Records excerpted from a collection:
"""
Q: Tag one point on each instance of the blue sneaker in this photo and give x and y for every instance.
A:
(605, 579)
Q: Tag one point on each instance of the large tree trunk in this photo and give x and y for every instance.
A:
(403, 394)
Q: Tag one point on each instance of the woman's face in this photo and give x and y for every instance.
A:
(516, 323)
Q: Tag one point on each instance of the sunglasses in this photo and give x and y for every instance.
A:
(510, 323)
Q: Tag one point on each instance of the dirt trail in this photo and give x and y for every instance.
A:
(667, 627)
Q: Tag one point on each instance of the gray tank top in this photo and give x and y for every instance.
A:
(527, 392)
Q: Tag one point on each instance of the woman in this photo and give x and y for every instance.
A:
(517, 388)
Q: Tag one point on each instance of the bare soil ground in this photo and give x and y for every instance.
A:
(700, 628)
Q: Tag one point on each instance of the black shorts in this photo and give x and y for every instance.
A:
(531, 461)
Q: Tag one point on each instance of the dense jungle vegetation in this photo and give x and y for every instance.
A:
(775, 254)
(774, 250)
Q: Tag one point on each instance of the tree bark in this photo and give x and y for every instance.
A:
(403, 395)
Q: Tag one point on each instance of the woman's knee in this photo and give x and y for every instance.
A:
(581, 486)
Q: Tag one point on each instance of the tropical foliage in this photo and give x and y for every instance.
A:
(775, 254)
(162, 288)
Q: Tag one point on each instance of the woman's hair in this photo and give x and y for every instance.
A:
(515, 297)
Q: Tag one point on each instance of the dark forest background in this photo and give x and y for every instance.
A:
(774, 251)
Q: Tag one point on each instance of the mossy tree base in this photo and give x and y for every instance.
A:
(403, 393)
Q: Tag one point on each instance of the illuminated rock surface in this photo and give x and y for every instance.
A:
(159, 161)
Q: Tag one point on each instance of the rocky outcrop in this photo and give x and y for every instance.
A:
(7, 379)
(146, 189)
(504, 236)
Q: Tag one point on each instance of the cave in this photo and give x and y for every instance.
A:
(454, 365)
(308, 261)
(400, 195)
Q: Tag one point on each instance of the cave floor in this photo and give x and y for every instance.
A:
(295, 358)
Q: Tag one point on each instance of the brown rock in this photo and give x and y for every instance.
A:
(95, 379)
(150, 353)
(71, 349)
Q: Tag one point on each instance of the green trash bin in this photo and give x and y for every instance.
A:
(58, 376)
"""
=== PROBLEM DESCRIPTION ===
Rewrite all of the material above as a numbered list with one item per line, leaving out any blank lines.

=== WRITTEN SOLUTION ===
1. Q: Tag one point on each instance of the blue sneaker in this photo and give x and y for every instance.
2. A:
3. (605, 579)
4. Q: Tag one point on each instance of the large tree trunk in this photo and give x and y for every instance.
5. A:
6. (403, 394)
7. Q: Tag one point on each instance of the woman's face in this photo and give x and y for every instance.
8. A:
9. (516, 323)
10. Q: Tag one point on each instance of the sunglasses in this photo and give x and y for every instance.
11. A:
12. (510, 323)
13. Q: Tag one point on each instance of the dirt trail in this photo and give x and y for every instance.
14. A:
15. (667, 627)
16. Q: Tag one point on each instance of the gray tank top in this photo and give x and y for every instance.
17. A:
18. (527, 392)
19. Q: Tag one point on each instance of the woman in this photo and give x and y for every instance.
20. A:
21. (517, 388)
22. Q: Tag one point on each instance of the bare soil ground in this photo and give x and y for every instance.
23. A:
24. (700, 628)
25. Q: Tag one point on each instance of the black shorts in this photo and give x and y for every instance.
26. A:
27. (531, 461)
28. Q: Tag one point on each instance of the dense jungle vegetation in this photo and give x and y for every instance.
29. A:
30. (775, 254)
31. (774, 250)
32. Q: Tag one point on each instance of the tree bark in this photo and give x and y for every instance.
33. A:
34. (403, 395)
35. Q: Tag one point on each instance of the woman's knee in this photo and give x and y for every instance.
36. A:
37. (581, 486)
38. Q: Tag one point on each instance of the tropical foliage in this photo and give x and y for every instance.
39. A:
40. (775, 254)
41. (162, 288)
42. Q: Tag one point on each instance of the woman's hair in this photo and give x and y for every instance.
43. A:
44. (515, 297)
45. Q: Tag one point on each instance of the dark forest background in this photo and give x and y for every instance.
46. A:
47. (774, 251)
48. Q: Tag one point on each instance of the mossy tree base in this photo and give x and y for every instance.
49. A:
50. (403, 393)
51. Q: Tag one point on each instance of the illuminated rock surface in this photo and give x and y for every instance.
52. A:
53. (159, 161)
54. Q: Tag one point on each instance of the rocky outcrop in this photo and give x and y for every instance.
55. A:
56. (7, 379)
57. (146, 189)
58. (504, 236)
59. Q: Tag one point on each instance of the cave in this photo and give x and y for every instance.
60. A:
61. (454, 365)
62. (308, 261)
63. (400, 195)
64. Q: Tag one point on each instance of the cave floor in this photo and give x and y for every instance.
65. A:
66. (295, 358)
67. Q: Tag one point on each instance of the brown rock in this photo and give x and y for every instance.
68. A:
69. (95, 379)
70. (150, 353)
71. (71, 349)
72. Q: Tag one point on each instance of the green trash bin in this photo and give x and y for every instance.
73. A:
74. (58, 376)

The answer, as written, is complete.